**Extracted text**
# Which work of Owen to start with?



## RamistThomist (Aug 8, 2007)

Well, maybe not start. I have read *Death of death in the death of Christ.* 

After *Death of death,* what is a good one to read?


----------



## RamistThomist (Aug 8, 2007)

Which one deals with Sin?


----------



## toddpedlar (Aug 8, 2007)

Spear Dane said:


> Well, maybe not start. I have read *Death of death in the death of Christ.*
> 
> After *Death of death,* what is a good one to read?



Well, if you wish to read more along the same lines, try "A Display of Arminianism". If not, or after that, then I'd go with vol. 6, the works 
on Mortification of Sin, Temptation and Indwelling Sin.

(but it really depends on what you're aiming for - you may want to 
go the "Christologia" route followed by "Communion with God" instead.)

Todd


----------



## toddpedlar (Aug 8, 2007)

Spear Dane said:


> Which one deals with Sin?



There ya go, Boss!


----------



## VirginiaHuguenot (Aug 8, 2007)

Jacob -- If exploring the works of Owen, you might find this index of his works to be useful.


----------



## RamistThomist (Aug 8, 2007)

VirginiaHuguenot said:


> Jacob -- If exploring the works of Owen, you might find this index of his works to be useful.



Everytime I see that Owen avatar, I think of Rev Fred Greco.


----------



## VaughanRSmith (Aug 8, 2007)

Mortification of Sin is one of my favourite books.


----------



## MW (Aug 8, 2007)

Communion with God.  Owenian scholars start with his Trinitarianism as providing the basic structure of both his doctrinal and practical thought.


----------



## VaughanRSmith (Aug 8, 2007)

armourbearer said:


> Communion with God.  Owenian scholars start with his Trinitarianism as providing the basic structure of both his doctrinal and practical thought.


I'm buying that in a couple of days and trying to clear my reading list before then


----------



## MW (Aug 8, 2007)

Exagorazo said:


> I'm buying that in a couple of days and trying to clear my reading list before then



You might need to invest in a sound proof room as well.


----------



## RamistThomist (Aug 8, 2007)

Thank you, gentlemen.


----------



## VirginiaHuguenot (Aug 8, 2007)

It's no substitute for reading Owen, but it's also worth checking out Kelly Kapic's _Communion With God: The Divine and the Human in the Theology of John Owen_.


----------



## Anton Bruckner (Aug 8, 2007)

Spear Dane said:


> Well, maybe not start. I have read *Death of death in the death of Christ.*
> 
> After *Death of death,* what is a good one to read?


sorry to ask, but what is with the constant change of avatars?


----------



## KMK (Aug 8, 2007)

**Tasks to perform**
A - In the thread on Owen's works, which volume does toddpedlar name for the works on Mortification of Sin, Temptation and Indwelling Sin?
B - Collect every line of the records that contains the word "image".
The records that follow the thread are unrelated to it.

**Provided entries**
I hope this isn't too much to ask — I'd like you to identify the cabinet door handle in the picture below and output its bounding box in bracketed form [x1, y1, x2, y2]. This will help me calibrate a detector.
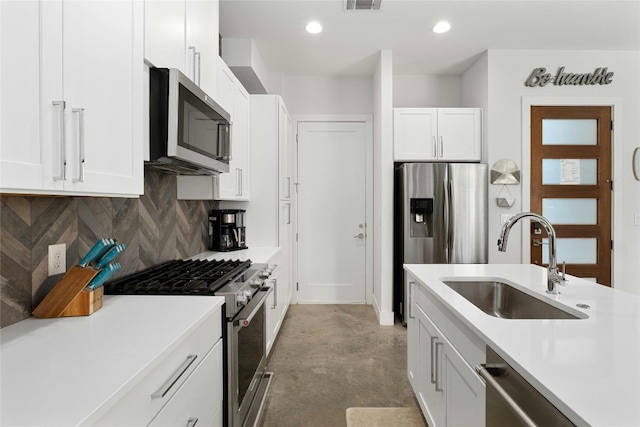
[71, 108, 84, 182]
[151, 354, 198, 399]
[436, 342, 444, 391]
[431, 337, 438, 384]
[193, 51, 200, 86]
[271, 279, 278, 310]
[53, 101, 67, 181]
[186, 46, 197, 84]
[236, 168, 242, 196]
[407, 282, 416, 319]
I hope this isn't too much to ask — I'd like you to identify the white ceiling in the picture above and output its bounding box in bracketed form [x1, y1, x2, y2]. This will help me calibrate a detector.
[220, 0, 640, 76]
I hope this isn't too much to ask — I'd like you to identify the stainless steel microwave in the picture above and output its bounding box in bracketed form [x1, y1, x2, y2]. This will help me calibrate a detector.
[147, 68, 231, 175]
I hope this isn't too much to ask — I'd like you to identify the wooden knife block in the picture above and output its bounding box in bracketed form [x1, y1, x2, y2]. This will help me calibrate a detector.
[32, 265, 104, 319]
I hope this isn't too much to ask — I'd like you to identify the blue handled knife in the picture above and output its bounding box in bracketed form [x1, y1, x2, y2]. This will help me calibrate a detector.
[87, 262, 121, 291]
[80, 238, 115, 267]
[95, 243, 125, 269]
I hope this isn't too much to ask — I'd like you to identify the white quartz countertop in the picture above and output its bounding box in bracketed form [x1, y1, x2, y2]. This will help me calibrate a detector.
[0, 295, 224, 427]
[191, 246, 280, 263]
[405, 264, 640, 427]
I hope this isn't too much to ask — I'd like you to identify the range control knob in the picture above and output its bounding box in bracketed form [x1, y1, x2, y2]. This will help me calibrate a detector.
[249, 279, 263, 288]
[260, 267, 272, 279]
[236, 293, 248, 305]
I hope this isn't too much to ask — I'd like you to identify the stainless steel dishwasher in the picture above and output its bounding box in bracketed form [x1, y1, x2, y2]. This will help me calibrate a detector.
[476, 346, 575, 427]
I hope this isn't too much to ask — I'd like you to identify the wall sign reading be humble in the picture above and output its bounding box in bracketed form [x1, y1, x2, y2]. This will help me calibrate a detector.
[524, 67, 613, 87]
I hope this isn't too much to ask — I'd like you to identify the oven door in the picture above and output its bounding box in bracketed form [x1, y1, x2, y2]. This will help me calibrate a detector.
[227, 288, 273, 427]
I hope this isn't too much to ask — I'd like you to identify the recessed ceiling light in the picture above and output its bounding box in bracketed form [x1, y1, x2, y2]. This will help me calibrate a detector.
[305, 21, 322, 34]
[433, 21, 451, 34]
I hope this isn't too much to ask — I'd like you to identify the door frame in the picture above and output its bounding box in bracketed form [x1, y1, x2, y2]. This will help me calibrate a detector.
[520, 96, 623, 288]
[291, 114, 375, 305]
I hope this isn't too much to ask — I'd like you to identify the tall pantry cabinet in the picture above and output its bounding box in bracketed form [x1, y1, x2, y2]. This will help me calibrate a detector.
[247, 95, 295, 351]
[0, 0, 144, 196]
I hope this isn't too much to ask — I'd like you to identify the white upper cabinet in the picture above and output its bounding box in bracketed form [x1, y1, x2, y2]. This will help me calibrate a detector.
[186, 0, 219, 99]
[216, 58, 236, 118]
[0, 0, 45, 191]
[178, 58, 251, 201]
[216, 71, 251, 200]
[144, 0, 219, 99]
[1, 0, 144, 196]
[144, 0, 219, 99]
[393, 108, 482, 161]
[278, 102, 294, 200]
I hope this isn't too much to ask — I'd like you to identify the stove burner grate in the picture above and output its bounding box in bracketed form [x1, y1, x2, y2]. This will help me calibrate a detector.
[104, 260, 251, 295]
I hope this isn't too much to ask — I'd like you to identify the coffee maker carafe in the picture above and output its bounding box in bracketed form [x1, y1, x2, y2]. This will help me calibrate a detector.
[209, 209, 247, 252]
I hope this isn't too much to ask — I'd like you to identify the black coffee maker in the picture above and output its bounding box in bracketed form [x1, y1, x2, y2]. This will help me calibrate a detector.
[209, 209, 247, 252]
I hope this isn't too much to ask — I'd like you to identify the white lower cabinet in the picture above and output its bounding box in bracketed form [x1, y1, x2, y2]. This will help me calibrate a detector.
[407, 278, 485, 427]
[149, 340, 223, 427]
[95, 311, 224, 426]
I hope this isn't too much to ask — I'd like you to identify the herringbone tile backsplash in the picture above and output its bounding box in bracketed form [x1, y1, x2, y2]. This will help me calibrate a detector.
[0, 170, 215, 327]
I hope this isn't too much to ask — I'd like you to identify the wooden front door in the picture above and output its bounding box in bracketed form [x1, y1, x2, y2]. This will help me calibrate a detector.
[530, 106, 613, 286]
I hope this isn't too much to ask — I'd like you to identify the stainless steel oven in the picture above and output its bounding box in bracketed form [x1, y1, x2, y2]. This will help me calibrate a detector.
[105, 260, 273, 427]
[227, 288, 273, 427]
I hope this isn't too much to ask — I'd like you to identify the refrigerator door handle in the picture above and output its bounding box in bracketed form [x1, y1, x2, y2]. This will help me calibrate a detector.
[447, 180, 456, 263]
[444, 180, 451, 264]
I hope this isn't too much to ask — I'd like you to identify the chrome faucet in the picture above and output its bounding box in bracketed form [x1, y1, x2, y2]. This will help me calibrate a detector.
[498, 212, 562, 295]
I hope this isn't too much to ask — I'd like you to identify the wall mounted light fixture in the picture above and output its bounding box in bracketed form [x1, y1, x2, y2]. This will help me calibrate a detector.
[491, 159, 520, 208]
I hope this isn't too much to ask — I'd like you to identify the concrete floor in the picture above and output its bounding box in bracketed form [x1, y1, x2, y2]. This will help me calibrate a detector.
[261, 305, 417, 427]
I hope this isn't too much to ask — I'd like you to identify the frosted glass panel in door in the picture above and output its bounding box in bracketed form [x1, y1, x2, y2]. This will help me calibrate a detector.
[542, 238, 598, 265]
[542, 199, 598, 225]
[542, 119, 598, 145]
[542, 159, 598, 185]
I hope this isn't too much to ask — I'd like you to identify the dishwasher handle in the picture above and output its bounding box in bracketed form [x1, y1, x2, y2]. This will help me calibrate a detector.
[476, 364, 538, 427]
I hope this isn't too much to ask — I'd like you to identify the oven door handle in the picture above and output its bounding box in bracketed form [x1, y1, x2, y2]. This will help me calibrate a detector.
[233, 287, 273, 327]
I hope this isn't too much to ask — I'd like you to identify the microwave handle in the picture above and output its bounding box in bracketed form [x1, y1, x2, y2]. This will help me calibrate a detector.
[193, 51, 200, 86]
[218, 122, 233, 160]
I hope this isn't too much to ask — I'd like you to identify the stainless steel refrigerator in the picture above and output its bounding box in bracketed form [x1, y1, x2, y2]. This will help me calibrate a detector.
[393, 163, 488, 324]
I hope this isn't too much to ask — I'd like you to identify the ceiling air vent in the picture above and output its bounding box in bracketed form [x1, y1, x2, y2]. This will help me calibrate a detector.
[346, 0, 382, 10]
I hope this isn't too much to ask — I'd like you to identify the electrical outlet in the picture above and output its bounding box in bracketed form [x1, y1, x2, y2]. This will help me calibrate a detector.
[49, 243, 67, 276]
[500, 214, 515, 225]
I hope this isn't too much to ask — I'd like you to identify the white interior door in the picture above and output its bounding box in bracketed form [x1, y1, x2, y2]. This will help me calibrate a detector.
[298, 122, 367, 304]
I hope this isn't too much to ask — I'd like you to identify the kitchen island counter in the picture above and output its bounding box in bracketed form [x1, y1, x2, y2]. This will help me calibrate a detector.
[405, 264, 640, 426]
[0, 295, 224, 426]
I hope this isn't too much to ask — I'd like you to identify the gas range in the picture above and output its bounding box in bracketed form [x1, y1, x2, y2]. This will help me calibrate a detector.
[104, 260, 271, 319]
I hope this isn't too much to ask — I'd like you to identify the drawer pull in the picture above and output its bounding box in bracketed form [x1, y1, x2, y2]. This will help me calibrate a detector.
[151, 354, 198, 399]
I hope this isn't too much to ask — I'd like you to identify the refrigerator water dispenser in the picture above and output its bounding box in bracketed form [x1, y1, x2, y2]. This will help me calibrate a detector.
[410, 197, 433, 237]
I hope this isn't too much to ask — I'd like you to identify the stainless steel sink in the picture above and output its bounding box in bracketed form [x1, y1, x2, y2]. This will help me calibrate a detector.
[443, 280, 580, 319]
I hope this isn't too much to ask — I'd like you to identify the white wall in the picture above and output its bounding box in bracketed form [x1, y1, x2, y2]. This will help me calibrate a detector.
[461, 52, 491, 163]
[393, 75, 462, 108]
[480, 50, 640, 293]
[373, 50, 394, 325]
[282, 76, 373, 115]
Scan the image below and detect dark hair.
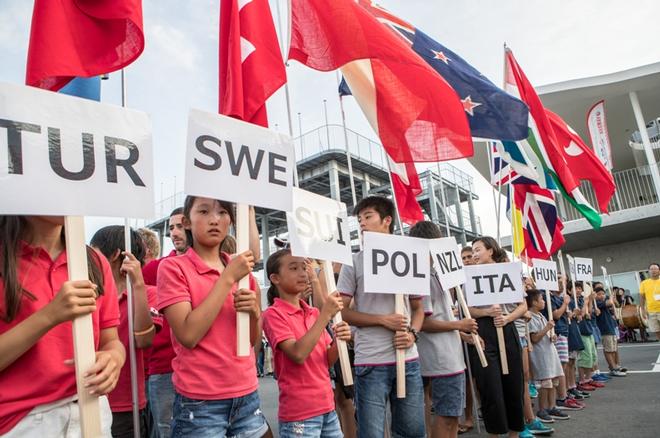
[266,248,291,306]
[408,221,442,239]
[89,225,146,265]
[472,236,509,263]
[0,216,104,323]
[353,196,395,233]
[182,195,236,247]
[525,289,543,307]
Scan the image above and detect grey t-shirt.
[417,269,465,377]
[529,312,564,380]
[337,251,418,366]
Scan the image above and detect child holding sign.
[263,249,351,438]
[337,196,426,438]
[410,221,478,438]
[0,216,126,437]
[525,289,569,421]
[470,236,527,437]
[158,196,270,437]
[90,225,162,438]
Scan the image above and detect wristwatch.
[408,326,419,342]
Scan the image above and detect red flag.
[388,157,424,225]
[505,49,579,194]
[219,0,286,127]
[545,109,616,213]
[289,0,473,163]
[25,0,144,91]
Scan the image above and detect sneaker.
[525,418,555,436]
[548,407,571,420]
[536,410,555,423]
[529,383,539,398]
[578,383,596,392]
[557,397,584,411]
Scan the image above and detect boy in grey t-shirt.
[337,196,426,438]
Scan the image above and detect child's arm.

**Solution set**
A - Volume 6.

B -
Scan the image below and detect dark hair.
Scan the image above and detect grey t-shirt.
Scan the image above and detect child holding sign.
Scan the image above and detect wristwatch.
Scan the image above and detect red flag.
Scan the image above and detect sneaker.
Scan the image above and detect boy in grey t-shirt.
Scan the image above and detect child's arm.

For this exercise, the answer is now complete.